■ What you are asked to do: Format every line of the material as a Markdown table with the columns Row and Line, numbering each row and leaving out blank lines.

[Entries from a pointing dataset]
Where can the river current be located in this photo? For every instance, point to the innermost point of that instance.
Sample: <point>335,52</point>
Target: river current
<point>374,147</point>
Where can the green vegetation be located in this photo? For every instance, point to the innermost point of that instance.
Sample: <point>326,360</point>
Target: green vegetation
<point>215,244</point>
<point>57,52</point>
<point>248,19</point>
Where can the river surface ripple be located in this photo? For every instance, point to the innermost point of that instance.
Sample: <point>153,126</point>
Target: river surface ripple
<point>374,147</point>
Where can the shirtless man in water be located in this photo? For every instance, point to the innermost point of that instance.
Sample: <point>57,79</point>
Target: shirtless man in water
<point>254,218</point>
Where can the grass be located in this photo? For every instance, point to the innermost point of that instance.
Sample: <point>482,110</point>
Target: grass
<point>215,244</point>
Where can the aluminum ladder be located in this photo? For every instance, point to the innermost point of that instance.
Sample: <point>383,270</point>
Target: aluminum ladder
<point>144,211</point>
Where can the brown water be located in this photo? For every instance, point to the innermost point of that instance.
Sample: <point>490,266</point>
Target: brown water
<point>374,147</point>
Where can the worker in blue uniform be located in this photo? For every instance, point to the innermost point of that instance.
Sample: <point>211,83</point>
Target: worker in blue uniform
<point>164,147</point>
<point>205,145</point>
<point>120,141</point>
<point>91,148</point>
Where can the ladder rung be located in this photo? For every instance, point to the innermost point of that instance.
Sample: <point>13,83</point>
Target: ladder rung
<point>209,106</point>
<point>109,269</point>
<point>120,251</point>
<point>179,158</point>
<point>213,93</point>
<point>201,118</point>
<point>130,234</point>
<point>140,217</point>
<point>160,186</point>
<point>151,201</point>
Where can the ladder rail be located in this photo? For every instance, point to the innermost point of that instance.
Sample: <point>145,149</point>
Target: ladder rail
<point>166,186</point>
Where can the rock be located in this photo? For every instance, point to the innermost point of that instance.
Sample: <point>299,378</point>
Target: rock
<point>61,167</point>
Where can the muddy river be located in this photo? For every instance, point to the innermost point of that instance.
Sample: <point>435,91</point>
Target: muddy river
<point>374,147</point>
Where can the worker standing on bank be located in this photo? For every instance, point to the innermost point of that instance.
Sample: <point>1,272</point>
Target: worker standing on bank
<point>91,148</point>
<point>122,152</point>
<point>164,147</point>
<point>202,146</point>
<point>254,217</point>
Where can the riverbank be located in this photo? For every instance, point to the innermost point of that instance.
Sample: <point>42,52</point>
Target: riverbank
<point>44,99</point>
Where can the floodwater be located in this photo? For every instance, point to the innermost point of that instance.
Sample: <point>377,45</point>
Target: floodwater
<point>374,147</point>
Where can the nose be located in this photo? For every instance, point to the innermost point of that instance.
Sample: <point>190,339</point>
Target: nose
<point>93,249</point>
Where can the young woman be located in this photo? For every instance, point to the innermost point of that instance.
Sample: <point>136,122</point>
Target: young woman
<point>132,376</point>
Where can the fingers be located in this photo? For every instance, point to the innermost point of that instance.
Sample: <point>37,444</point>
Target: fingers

■ Problem solution:
| Row | Line |
|---|---|
| 1 | Where can the river current be located in this photo? For every instance, point to the innermost point of that instance. |
| 2 | Sample: <point>335,52</point> |
| 3 | Target: river current |
| 4 | <point>374,147</point> |
| 5 | Where can the green vegetation be located in this photo? For every instance, point to the innermost point of that instance. |
| 6 | Sample: <point>326,360</point> |
| 7 | Target: green vegetation |
| 8 | <point>215,244</point> |
| 9 | <point>57,52</point> |
| 10 | <point>248,19</point> |
| 11 | Where can the river surface ripple be located in this photo? For every instance, point to the innermost point of that instance. |
| 12 | Sample: <point>153,126</point> |
| 13 | Target: river surface ripple |
| 14 | <point>374,147</point> |
| 15 | Where can the shirtless man in water be located in this photo? For every instance, point to the innermost point of that instance. |
| 16 | Sample: <point>57,79</point> |
| 17 | Target: shirtless man in water |
| 18 | <point>254,218</point> |
| 19 | Where can the grass be located in this photo? For every instance, point to the innermost point of that instance. |
| 20 | Sample: <point>482,110</point> |
| 21 | Target: grass |
| 22 | <point>215,244</point> |
| 23 | Where can the aluminum ladder be located in this photo? For every instance, point to the innermost point of that instance. |
| 24 | Sample: <point>383,270</point> |
| 25 | Target: aluminum ladder |
| 26 | <point>144,211</point> |
| 27 | Where can the brown water be located in this photo? For every instance, point to the innermost point of that instance. |
| 28 | Sample: <point>490,266</point> |
| 29 | Target: brown water |
| 30 | <point>374,147</point> |
| 31 | Where can the worker in blue uniform be located in this photo? For every instance, point to the innermost point of that instance. |
| 32 | Sample: <point>211,83</point> |
| 33 | Target: worker in blue uniform |
| 34 | <point>164,147</point> |
| 35 | <point>205,145</point> |
| 36 | <point>120,141</point> |
| 37 | <point>91,148</point> |
| 38 | Where can the ladder rung be located in this photo? For every instance, point to the innermost point of that instance. |
| 39 | Sample: <point>13,83</point> |
| 40 | Target: ladder rung |
| 41 | <point>209,106</point> |
| 42 | <point>109,269</point> |
| 43 | <point>120,251</point> |
| 44 | <point>179,158</point> |
| 45 | <point>213,93</point> |
| 46 | <point>201,118</point> |
| 47 | <point>130,234</point> |
| 48 | <point>140,217</point> |
| 49 | <point>160,186</point> |
| 50 | <point>151,201</point> |
| 51 | Where can the ladder rail be located in this photo? For every instance, point to the innermost point of that instance. |
| 52 | Sample: <point>145,149</point> |
| 53 | Target: ladder rail |
| 54 | <point>166,186</point> |
| 55 | Where can the rock be located in this photo? For every instance, point to the innermost point of that instance. |
| 56 | Sample: <point>299,378</point> |
| 57 | Target: rock |
| 58 | <point>61,167</point> |
| 59 | Where can the muddy river be located in this photo? For every instance, point to the innermost point of that instance. |
| 60 | Sample: <point>435,91</point> |
| 61 | Target: muddy river |
| 62 | <point>374,147</point> |
| 63 | Where can the worker standing on bank be located in this photo? For every instance, point to the innermost point of that instance. |
| 64 | Sample: <point>1,272</point> |
| 65 | Target: worker standing on bank |
| 66 | <point>91,148</point> |
| 67 | <point>122,152</point> |
| 68 | <point>164,147</point> |
| 69 | <point>202,146</point> |
| 70 | <point>254,217</point> |
| 71 | Where can the riverbank be located in this photo? For every instance, point to the innermost point of that instance. |
| 72 | Sample: <point>42,52</point> |
| 73 | Target: riverbank |
| 74 | <point>44,99</point> |
| 75 | Where can the floodwater be located in this photo? For every instance, point to the innermost point of that instance. |
| 76 | Sample: <point>377,45</point> |
| 77 | Target: floodwater |
| 78 | <point>374,147</point> |
| 79 | Where can the nose be located in this photo? For every instance, point to the innermost point of that instance. |
| 80 | Sample: <point>190,339</point> |
| 81 | Target: nose |
| 82 | <point>93,249</point> |
| 83 | Where can the young woman be located in this photo? For every instance, point to the innermost point of that instance. |
| 84 | Sample: <point>136,122</point> |
| 85 | Target: young woman |
| 86 | <point>132,376</point> |
| 87 | Where can the fingers be located in this photo? For every instance, point to the innermost point of that instance. |
| 88 | Sample: <point>37,444</point> |
| 89 | Target: fingers |